======== DOCUMENT SOURCE ========

Alors on entendit sortir de cette face difforme une parole sublime. C’était la voix du monde nouveau qui parlait par la bouche du vieux monde ; c’était 89 qui se levait debout et qui interpellait, et qui accusait, et qui dénonçait à Dieu et aux hommes toutes les dates fatales de la monarchie ; c’était le passé, spectacle auguste, le passé meurtri de liens, marqué à l’épaule, vieil esclave, vieux forçat, le passé infortuné, qui appelait à grands cris l’avenir, l’avenir libérateur ! voilà ce que c’était que cet inconnu, voilà ce qu’il faisait sur cette estrade. À sa parole, qui par moments était un tonnerre, préjugés, fictions, abus, superstitions, erreurs, intolérance, ignorance, fiscalités infâmes, pénalités barbares, autorités caduques, magistratures vermoulues, codes décrépits, lois pourries, tout ce qui devait périr eut un tremblement, et l’écroulement de ces choses commença. Cette apparition formidable a laissé un nom dans la mémoire des hommes ; on devrait l’appeler la Révolution, on l’appelle Mirabeau.

III
Du jour où cet homme mit le pied sur cette estrade, cette estrade se transfigura, la tribune française fut fondée.

======== LIGNES RÉPERTORIÉES ========

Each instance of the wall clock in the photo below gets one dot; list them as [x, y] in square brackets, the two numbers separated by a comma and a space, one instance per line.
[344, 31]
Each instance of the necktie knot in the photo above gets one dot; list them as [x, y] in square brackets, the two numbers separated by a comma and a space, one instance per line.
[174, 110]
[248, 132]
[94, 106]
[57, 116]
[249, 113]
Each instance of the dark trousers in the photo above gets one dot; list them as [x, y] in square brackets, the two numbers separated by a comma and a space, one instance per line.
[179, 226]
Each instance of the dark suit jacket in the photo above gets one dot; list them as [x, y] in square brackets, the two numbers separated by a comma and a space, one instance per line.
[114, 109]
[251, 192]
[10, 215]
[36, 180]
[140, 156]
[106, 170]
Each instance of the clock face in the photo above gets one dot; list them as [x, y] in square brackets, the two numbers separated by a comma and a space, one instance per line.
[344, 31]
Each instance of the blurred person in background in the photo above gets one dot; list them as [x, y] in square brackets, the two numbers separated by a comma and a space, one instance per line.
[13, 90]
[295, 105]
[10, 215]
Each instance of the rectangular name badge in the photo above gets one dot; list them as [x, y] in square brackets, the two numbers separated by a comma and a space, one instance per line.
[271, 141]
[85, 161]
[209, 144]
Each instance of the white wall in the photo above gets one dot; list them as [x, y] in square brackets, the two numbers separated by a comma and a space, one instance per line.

========

### CONSIGNES DE L'EXERCICE
D'après le texte sur Mirabeau, quelle institution fut fondée le jour où cet homme mit le pied sur l'estrade ?

### RÉPONSE COMPLÈTE
La tribune française.